- [Aim]: Locate each line in the listing below that contains the string "ceiling" and copy those lines out. Letter case counts.

* BEGIN Listed records *

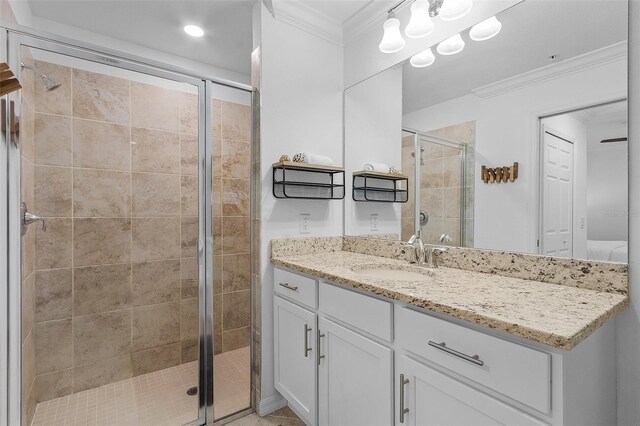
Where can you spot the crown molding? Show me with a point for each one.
(597, 58)
(305, 18)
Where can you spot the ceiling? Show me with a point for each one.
(531, 32)
(227, 42)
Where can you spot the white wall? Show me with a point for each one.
(301, 95)
(576, 132)
(373, 133)
(362, 57)
(507, 131)
(607, 186)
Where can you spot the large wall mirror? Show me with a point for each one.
(516, 143)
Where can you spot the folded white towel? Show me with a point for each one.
(312, 158)
(376, 167)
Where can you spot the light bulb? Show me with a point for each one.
(392, 40)
(420, 24)
(485, 29)
(451, 46)
(455, 9)
(423, 59)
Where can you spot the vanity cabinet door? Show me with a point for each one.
(433, 398)
(355, 377)
(295, 357)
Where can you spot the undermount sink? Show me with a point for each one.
(393, 272)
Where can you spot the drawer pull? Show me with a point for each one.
(307, 349)
(288, 287)
(403, 410)
(475, 359)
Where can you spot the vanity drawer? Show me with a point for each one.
(296, 287)
(366, 313)
(516, 371)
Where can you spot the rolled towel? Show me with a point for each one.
(376, 167)
(312, 158)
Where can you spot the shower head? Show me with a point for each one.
(49, 83)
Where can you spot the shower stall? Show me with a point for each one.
(129, 239)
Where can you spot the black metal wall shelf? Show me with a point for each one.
(307, 181)
(380, 187)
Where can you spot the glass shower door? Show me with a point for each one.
(112, 274)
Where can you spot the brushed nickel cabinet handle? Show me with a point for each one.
(320, 335)
(403, 410)
(307, 349)
(288, 287)
(475, 359)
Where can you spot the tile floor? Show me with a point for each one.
(157, 398)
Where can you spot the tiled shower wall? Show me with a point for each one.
(116, 281)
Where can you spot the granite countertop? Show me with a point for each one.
(553, 314)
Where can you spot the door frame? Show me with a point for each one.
(11, 38)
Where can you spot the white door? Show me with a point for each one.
(557, 196)
(435, 399)
(355, 377)
(295, 357)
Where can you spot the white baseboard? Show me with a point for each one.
(271, 404)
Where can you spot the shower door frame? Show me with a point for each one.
(12, 37)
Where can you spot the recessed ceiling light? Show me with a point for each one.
(193, 30)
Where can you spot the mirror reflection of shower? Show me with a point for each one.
(49, 83)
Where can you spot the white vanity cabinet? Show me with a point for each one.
(346, 357)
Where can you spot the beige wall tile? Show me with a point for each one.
(188, 113)
(101, 145)
(236, 272)
(101, 373)
(101, 336)
(52, 140)
(155, 282)
(53, 294)
(52, 191)
(189, 328)
(189, 154)
(155, 359)
(236, 159)
(155, 194)
(101, 288)
(236, 121)
(155, 325)
(154, 107)
(54, 349)
(236, 339)
(156, 239)
(53, 248)
(100, 97)
(54, 385)
(236, 310)
(235, 235)
(155, 151)
(189, 236)
(235, 197)
(101, 193)
(189, 195)
(101, 241)
(56, 101)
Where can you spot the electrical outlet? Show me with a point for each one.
(374, 222)
(304, 223)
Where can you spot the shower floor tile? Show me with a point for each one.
(158, 398)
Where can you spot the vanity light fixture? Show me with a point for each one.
(423, 59)
(454, 9)
(485, 30)
(451, 46)
(193, 30)
(420, 24)
(392, 40)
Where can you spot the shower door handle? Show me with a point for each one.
(28, 219)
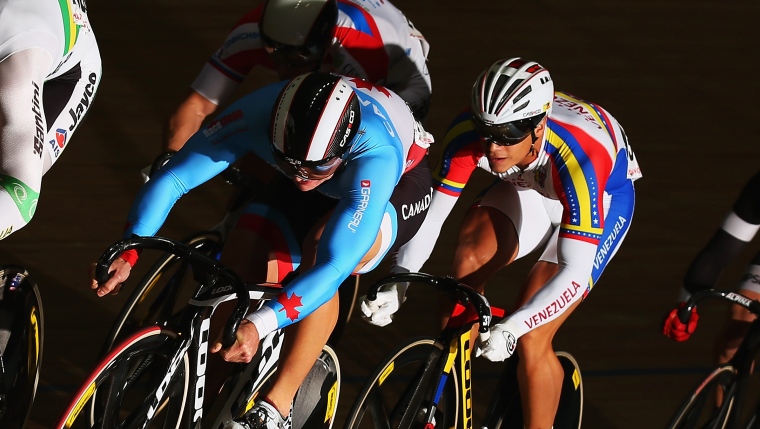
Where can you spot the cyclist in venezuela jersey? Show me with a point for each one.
(348, 139)
(50, 69)
(370, 40)
(566, 175)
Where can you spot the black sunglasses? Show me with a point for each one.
(508, 134)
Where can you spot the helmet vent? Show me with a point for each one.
(520, 107)
(522, 94)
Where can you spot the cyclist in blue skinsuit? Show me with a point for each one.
(341, 136)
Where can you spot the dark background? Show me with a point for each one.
(680, 76)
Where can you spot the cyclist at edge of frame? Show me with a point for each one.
(739, 227)
(343, 137)
(373, 41)
(564, 184)
(50, 70)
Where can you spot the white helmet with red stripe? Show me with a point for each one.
(512, 90)
(314, 122)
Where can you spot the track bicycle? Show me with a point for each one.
(162, 291)
(21, 339)
(720, 400)
(427, 382)
(156, 378)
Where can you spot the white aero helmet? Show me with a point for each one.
(297, 31)
(509, 99)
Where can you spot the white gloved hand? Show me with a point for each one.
(499, 346)
(145, 174)
(380, 311)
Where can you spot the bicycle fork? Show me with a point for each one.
(445, 368)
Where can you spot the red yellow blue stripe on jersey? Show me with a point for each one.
(463, 151)
(585, 108)
(70, 28)
(582, 178)
(362, 40)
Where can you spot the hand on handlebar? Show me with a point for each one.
(380, 311)
(674, 329)
(245, 346)
(499, 346)
(118, 274)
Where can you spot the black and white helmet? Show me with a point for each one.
(513, 94)
(314, 122)
(297, 31)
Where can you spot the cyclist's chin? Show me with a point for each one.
(307, 185)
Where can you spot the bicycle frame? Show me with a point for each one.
(743, 358)
(455, 341)
(216, 284)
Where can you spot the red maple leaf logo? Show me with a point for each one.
(289, 305)
(363, 84)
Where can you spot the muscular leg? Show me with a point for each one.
(539, 372)
(22, 136)
(734, 329)
(303, 344)
(487, 242)
(304, 340)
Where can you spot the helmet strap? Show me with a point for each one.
(533, 140)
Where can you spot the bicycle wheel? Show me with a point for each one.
(156, 297)
(124, 389)
(505, 409)
(710, 405)
(21, 340)
(398, 393)
(316, 401)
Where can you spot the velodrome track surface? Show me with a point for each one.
(680, 76)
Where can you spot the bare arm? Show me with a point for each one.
(186, 120)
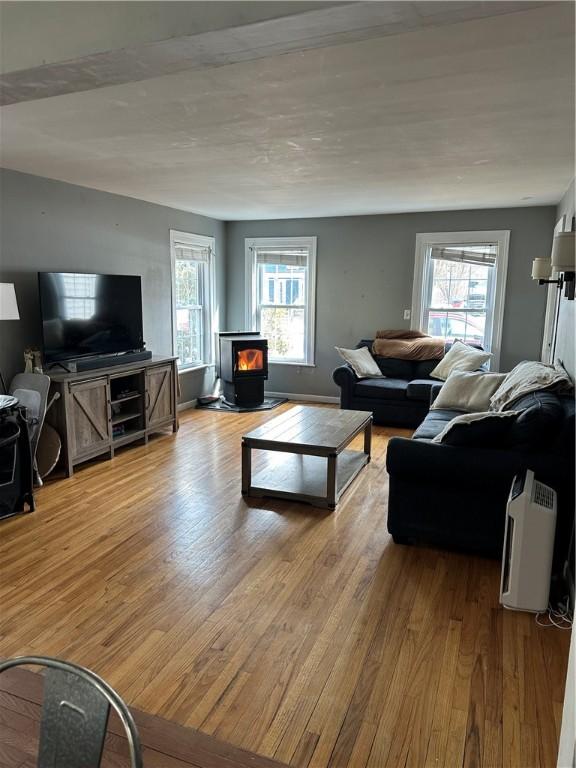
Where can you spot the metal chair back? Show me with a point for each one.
(32, 390)
(75, 715)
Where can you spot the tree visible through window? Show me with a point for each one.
(191, 295)
(281, 296)
(459, 282)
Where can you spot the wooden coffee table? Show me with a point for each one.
(312, 464)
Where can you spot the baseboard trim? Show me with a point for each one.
(187, 405)
(305, 398)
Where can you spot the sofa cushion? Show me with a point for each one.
(433, 424)
(540, 417)
(484, 429)
(394, 368)
(361, 361)
(423, 368)
(460, 357)
(468, 391)
(419, 389)
(382, 389)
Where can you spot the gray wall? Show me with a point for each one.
(567, 314)
(365, 274)
(49, 225)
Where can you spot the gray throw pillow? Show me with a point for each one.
(468, 391)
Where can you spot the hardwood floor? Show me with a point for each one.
(300, 634)
(164, 744)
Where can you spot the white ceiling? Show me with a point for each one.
(469, 114)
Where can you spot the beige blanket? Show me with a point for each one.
(530, 376)
(407, 345)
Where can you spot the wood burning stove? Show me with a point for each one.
(243, 367)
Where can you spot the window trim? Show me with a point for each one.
(251, 243)
(474, 237)
(196, 241)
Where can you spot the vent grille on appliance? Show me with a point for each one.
(543, 496)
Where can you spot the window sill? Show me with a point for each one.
(191, 368)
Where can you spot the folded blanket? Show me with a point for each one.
(401, 333)
(529, 376)
(407, 345)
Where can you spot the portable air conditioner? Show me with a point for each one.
(528, 545)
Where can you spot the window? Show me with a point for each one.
(192, 285)
(281, 291)
(459, 282)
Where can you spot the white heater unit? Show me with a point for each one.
(528, 545)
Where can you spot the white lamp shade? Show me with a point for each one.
(564, 253)
(8, 304)
(541, 269)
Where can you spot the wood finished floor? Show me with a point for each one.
(300, 634)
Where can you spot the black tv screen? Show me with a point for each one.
(84, 314)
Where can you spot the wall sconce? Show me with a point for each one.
(562, 262)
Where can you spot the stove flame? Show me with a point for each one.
(249, 360)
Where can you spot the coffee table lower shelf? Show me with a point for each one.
(305, 478)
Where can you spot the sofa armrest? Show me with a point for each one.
(434, 391)
(425, 461)
(345, 377)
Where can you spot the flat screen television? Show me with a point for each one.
(88, 315)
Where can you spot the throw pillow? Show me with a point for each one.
(361, 361)
(467, 391)
(482, 430)
(460, 357)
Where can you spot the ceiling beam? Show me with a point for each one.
(342, 23)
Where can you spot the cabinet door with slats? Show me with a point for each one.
(160, 405)
(90, 417)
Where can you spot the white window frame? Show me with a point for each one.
(252, 309)
(210, 329)
(477, 237)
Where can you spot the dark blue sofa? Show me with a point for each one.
(455, 496)
(402, 399)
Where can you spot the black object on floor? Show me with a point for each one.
(222, 405)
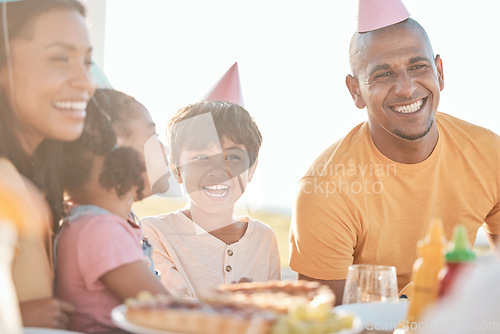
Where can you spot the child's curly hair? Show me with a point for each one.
(108, 114)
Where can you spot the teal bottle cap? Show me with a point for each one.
(461, 250)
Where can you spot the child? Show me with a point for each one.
(101, 251)
(214, 154)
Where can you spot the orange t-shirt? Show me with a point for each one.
(357, 206)
(32, 269)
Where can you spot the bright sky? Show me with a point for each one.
(293, 58)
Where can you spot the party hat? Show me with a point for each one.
(376, 14)
(228, 88)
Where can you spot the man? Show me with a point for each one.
(371, 196)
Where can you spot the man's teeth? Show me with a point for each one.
(71, 105)
(415, 106)
(217, 187)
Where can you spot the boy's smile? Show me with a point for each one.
(215, 177)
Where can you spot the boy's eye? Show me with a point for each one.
(59, 59)
(382, 75)
(417, 67)
(89, 62)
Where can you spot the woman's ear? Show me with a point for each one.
(353, 85)
(175, 170)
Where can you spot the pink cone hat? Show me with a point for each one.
(376, 14)
(228, 88)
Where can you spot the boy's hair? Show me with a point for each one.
(231, 120)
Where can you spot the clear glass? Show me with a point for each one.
(367, 283)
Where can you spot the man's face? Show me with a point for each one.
(399, 83)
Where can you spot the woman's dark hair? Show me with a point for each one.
(108, 114)
(45, 165)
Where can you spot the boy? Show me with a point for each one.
(214, 146)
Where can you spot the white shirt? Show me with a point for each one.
(190, 259)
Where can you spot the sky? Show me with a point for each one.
(293, 59)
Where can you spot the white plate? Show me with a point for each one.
(378, 316)
(39, 330)
(119, 318)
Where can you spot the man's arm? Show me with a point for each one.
(494, 240)
(337, 286)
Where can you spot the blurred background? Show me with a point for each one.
(293, 59)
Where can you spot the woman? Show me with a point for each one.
(45, 84)
(100, 249)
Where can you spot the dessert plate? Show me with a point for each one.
(118, 315)
(378, 316)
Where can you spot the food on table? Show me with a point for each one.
(275, 307)
(279, 296)
(192, 316)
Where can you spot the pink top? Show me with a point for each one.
(88, 247)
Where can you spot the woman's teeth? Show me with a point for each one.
(71, 105)
(406, 109)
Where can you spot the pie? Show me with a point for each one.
(252, 308)
(278, 296)
(193, 316)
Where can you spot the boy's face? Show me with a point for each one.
(215, 177)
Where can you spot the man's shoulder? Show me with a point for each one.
(342, 152)
(460, 129)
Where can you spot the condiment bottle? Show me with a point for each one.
(426, 270)
(459, 258)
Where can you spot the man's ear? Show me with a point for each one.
(439, 67)
(175, 170)
(353, 85)
(251, 170)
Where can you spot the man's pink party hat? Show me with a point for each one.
(376, 14)
(228, 88)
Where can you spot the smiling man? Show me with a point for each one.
(371, 196)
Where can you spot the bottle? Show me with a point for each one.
(458, 259)
(426, 270)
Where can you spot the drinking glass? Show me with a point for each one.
(367, 283)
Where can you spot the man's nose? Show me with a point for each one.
(405, 85)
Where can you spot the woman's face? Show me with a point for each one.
(51, 81)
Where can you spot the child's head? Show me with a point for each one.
(214, 148)
(116, 128)
(231, 121)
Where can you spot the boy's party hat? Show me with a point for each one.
(228, 88)
(376, 14)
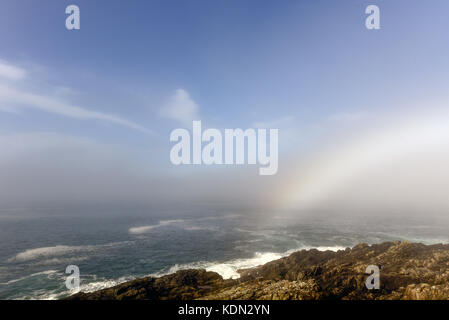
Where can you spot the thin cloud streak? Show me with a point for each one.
(56, 106)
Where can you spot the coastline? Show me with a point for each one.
(407, 271)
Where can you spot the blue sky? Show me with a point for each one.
(308, 68)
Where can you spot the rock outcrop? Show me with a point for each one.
(410, 271)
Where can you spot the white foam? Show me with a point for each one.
(58, 250)
(47, 272)
(228, 270)
(145, 229)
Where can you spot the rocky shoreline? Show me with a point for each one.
(408, 271)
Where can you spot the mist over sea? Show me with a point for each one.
(112, 246)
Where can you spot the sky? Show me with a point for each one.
(85, 115)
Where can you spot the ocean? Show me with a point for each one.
(113, 246)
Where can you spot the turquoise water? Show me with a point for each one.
(111, 246)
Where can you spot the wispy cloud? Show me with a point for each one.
(181, 108)
(275, 123)
(13, 98)
(11, 72)
(57, 106)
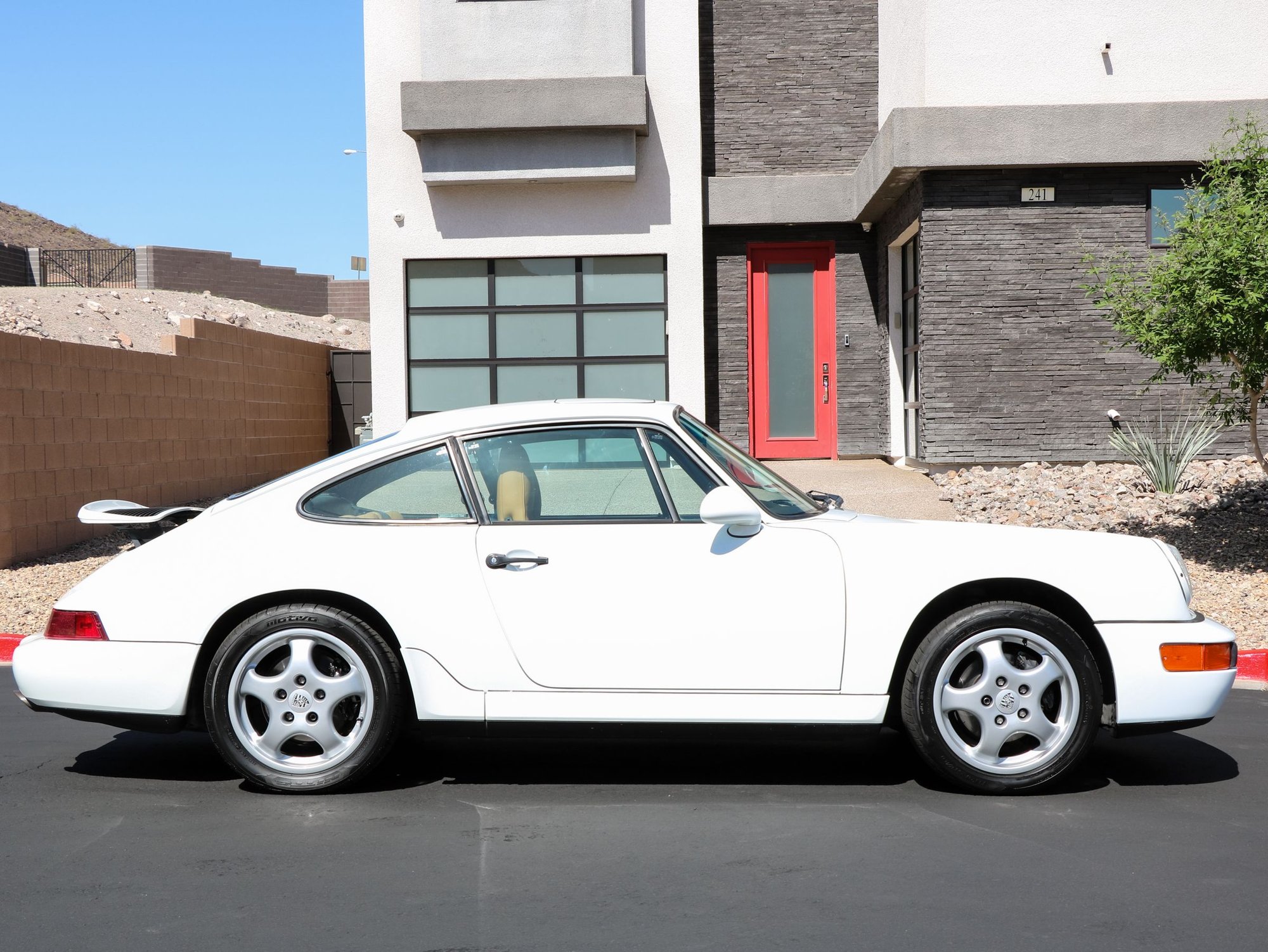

* END Listed records *

- [Exercise response]:
Where can you spot the ceiling? Show me with a point for each one.
Where can you spot the recessed ceiling light? Show me with a point for each one.
Where can you spot the white ceiling? Show me with a point for each one.
Where can you spot the ceiling beam? Show me with a point for each one.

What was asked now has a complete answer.